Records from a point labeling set
** BEGIN **

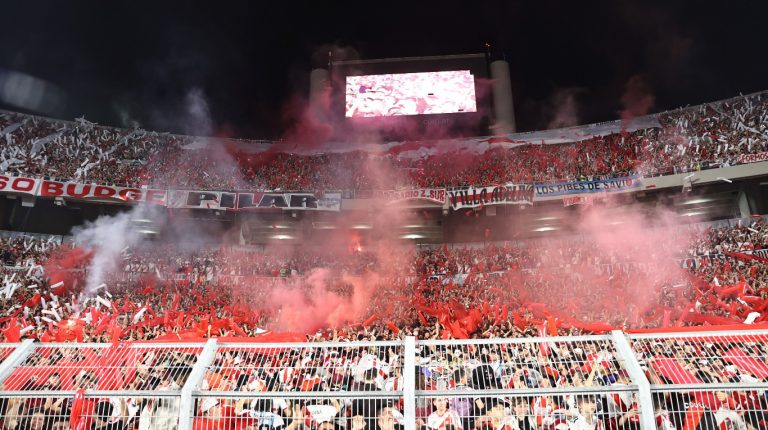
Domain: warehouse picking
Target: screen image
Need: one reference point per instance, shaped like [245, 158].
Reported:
[369, 96]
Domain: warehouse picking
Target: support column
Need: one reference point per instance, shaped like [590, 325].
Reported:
[644, 399]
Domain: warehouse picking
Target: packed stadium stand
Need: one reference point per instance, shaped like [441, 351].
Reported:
[470, 299]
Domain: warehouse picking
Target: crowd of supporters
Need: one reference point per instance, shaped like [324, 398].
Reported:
[496, 290]
[711, 135]
[506, 291]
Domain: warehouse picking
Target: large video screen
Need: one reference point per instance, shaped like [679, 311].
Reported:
[370, 96]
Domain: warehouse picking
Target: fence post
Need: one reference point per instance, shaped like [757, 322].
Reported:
[15, 358]
[644, 399]
[409, 383]
[186, 405]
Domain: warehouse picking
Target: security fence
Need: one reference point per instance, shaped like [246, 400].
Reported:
[687, 380]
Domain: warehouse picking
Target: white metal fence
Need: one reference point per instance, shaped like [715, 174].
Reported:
[691, 380]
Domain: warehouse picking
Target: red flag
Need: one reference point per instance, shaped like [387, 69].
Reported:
[12, 331]
[393, 327]
[370, 320]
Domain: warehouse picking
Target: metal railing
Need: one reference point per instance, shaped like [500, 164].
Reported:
[624, 381]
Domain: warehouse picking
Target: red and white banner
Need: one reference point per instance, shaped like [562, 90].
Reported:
[191, 199]
[73, 190]
[436, 195]
[753, 158]
[509, 194]
[18, 184]
[581, 200]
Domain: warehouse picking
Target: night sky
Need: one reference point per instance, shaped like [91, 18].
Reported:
[120, 62]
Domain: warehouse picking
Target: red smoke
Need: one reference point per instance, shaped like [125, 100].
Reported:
[65, 265]
[637, 99]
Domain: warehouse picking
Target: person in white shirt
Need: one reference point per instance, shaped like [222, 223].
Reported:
[443, 416]
[586, 419]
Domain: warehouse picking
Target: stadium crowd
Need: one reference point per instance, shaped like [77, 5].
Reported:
[493, 291]
[709, 135]
[498, 290]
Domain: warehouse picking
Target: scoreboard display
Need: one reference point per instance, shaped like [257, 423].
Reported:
[424, 97]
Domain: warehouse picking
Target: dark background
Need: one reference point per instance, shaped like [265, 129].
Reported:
[155, 62]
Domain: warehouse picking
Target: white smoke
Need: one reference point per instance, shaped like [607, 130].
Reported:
[106, 237]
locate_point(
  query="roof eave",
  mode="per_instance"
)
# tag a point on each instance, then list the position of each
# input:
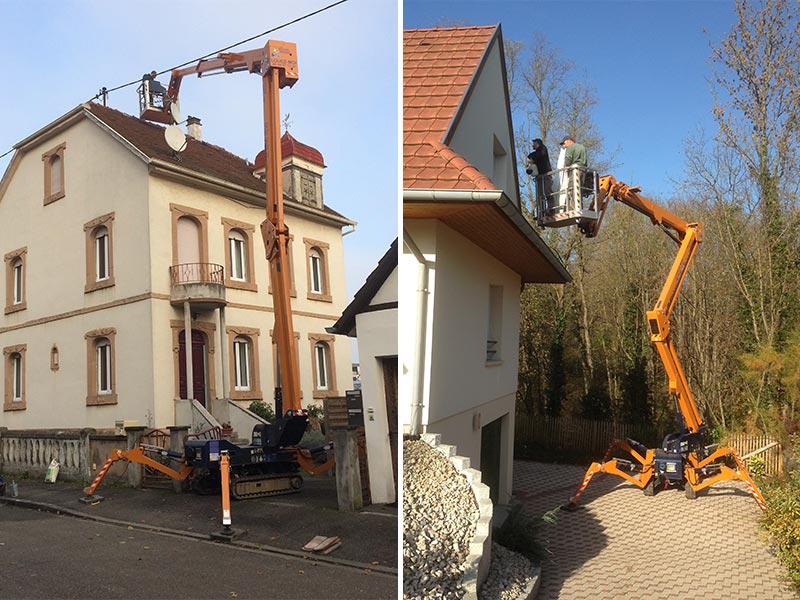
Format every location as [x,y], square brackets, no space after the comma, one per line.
[458,199]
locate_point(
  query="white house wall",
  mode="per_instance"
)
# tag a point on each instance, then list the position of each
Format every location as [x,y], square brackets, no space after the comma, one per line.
[377,337]
[423,232]
[484,117]
[461,378]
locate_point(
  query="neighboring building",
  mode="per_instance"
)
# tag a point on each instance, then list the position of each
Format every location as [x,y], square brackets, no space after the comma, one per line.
[467,248]
[372,318]
[112,241]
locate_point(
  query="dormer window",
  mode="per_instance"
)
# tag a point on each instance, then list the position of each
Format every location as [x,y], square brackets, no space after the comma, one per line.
[54,174]
[308,189]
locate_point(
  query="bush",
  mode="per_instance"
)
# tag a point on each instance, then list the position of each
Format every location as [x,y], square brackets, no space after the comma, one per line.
[782,521]
[263,410]
[316,411]
[520,533]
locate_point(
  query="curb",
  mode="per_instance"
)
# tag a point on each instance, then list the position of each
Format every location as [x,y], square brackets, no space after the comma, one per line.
[251,546]
[476,565]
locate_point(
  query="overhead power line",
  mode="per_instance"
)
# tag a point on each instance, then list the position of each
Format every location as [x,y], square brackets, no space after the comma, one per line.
[221,50]
[105,90]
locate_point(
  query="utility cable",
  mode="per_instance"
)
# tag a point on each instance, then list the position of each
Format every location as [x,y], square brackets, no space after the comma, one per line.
[104,91]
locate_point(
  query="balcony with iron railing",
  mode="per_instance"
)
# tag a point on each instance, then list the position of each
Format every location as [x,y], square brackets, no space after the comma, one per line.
[200,284]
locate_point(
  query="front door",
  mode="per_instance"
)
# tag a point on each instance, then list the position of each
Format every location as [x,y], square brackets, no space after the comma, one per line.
[199,367]
[389,366]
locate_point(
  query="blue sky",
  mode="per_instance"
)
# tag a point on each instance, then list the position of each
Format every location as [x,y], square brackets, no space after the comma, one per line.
[647,59]
[59,54]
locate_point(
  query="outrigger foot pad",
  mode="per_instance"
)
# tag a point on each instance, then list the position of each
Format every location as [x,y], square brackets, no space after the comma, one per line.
[92,499]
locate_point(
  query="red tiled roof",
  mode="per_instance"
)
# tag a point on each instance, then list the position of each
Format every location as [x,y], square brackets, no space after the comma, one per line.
[291,147]
[438,65]
[198,156]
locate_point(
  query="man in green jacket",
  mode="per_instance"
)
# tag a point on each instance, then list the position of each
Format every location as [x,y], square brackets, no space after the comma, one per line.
[576,153]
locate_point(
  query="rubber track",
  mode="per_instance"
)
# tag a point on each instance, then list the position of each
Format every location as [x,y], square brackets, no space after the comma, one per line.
[242,481]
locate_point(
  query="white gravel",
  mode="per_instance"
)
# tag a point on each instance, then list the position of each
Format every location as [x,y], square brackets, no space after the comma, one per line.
[510,576]
[439,515]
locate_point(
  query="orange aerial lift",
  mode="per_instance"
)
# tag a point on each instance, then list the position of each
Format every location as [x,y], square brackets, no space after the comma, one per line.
[271,464]
[682,460]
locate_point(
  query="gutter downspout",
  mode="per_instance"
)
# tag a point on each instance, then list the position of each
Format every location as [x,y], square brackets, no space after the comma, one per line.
[418,386]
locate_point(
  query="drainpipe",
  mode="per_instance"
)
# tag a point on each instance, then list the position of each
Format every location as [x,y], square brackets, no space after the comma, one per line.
[223,340]
[418,386]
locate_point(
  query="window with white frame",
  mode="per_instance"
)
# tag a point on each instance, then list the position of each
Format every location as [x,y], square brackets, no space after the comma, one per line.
[101,381]
[315,271]
[99,234]
[101,246]
[17,276]
[321,364]
[241,360]
[16,272]
[238,254]
[103,352]
[16,377]
[14,367]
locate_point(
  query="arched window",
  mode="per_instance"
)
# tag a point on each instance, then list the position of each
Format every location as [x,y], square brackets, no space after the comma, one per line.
[16,377]
[19,281]
[56,174]
[14,367]
[238,255]
[242,364]
[315,270]
[100,360]
[101,247]
[322,365]
[103,354]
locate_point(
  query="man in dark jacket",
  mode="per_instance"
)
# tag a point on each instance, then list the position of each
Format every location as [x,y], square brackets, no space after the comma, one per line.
[540,158]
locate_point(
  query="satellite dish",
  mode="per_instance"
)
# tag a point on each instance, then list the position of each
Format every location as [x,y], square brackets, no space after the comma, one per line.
[175,138]
[175,111]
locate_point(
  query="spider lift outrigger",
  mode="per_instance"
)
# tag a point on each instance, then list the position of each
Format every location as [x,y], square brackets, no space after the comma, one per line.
[682,460]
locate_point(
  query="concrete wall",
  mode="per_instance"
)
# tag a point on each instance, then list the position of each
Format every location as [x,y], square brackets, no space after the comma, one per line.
[484,119]
[377,337]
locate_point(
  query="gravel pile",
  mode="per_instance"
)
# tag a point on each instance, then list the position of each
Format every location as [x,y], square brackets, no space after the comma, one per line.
[439,514]
[509,576]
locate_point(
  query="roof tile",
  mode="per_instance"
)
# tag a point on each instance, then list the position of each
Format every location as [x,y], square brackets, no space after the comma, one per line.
[438,66]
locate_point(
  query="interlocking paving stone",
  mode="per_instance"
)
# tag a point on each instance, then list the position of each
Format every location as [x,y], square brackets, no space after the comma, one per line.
[623,544]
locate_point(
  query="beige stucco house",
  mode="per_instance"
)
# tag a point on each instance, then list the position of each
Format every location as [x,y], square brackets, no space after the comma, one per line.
[112,243]
[467,249]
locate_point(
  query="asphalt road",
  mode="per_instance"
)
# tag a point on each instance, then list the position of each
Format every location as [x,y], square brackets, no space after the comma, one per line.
[43,555]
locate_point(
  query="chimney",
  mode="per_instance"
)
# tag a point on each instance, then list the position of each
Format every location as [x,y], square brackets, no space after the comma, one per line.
[194,128]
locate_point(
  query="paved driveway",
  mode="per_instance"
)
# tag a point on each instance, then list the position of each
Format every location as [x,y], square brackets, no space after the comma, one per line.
[623,545]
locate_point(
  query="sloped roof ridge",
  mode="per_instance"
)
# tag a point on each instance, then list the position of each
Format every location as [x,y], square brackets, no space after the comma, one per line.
[458,162]
[143,123]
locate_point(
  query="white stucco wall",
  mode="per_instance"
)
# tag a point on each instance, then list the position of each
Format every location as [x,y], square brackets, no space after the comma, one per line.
[464,392]
[377,338]
[484,117]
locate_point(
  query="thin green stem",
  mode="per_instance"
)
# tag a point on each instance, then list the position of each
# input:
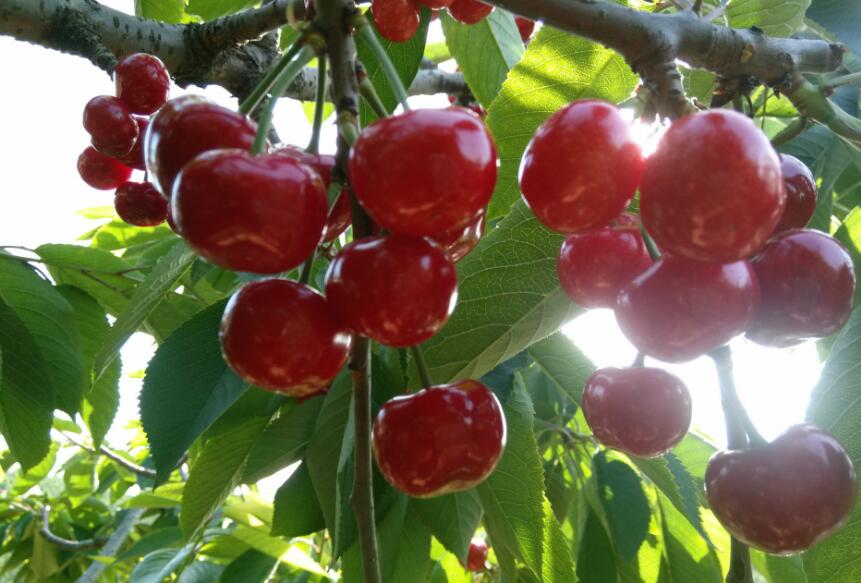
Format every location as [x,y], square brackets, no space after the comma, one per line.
[319,103]
[258,93]
[306,53]
[424,373]
[367,35]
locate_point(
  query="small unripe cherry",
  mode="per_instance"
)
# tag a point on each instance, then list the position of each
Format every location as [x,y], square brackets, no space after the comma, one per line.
[140,204]
[111,126]
[100,171]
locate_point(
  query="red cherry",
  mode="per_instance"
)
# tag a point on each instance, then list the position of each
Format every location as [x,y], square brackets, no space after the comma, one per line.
[807,288]
[396,290]
[581,168]
[100,171]
[263,214]
[642,411]
[477,555]
[396,20]
[425,171]
[111,125]
[142,82]
[188,126]
[801,191]
[524,27]
[786,496]
[280,335]
[457,243]
[594,265]
[444,439]
[680,309]
[469,11]
[140,204]
[713,190]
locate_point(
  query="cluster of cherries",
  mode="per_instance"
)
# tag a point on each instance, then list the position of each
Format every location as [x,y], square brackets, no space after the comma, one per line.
[117,126]
[727,215]
[398,20]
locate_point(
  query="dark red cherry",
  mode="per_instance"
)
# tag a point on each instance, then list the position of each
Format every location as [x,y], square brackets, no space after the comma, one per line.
[713,189]
[680,309]
[642,411]
[188,126]
[457,243]
[786,496]
[142,82]
[396,20]
[263,214]
[396,290]
[425,171]
[807,288]
[477,555]
[801,191]
[524,27]
[594,265]
[444,439]
[469,11]
[581,168]
[100,171]
[111,125]
[281,336]
[140,204]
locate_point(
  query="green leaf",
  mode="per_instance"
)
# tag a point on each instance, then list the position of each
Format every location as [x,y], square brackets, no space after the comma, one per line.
[452,519]
[556,69]
[51,322]
[406,57]
[508,298]
[26,392]
[620,492]
[187,386]
[835,407]
[164,277]
[216,472]
[284,440]
[485,52]
[297,511]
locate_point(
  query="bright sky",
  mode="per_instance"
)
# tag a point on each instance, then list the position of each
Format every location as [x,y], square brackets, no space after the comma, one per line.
[41,137]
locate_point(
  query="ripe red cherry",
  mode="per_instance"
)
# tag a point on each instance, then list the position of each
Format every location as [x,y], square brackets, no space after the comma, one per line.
[786,496]
[713,189]
[140,204]
[188,126]
[476,556]
[396,20]
[111,125]
[581,168]
[263,214]
[680,309]
[425,171]
[524,27]
[469,11]
[396,290]
[142,82]
[281,336]
[444,439]
[807,288]
[100,171]
[594,265]
[800,194]
[457,243]
[642,411]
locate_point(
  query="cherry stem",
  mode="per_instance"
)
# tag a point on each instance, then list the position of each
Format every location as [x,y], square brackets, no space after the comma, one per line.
[256,96]
[306,53]
[319,104]
[424,373]
[366,33]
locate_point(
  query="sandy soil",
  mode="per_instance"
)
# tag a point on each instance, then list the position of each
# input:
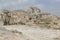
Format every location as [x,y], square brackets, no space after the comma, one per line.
[30,33]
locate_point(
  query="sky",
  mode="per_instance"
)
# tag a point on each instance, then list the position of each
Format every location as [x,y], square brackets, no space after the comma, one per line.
[52,6]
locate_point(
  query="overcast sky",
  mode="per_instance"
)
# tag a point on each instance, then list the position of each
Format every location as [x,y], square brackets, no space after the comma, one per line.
[52,6]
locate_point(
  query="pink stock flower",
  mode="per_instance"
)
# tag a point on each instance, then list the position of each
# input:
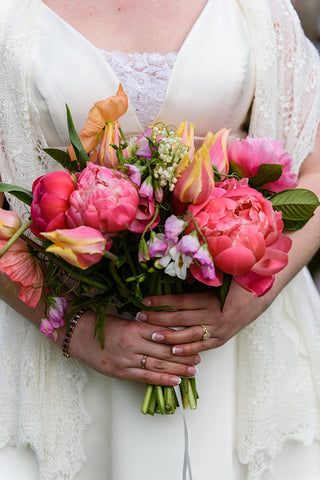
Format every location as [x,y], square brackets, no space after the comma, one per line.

** END **

▸ TO DO
Please gather every line of the listing above that contains the word "jacket", treating case as significant.

▸ FINISHED ANSWER
  query="man in green jacket",
  query="man in dark jacket",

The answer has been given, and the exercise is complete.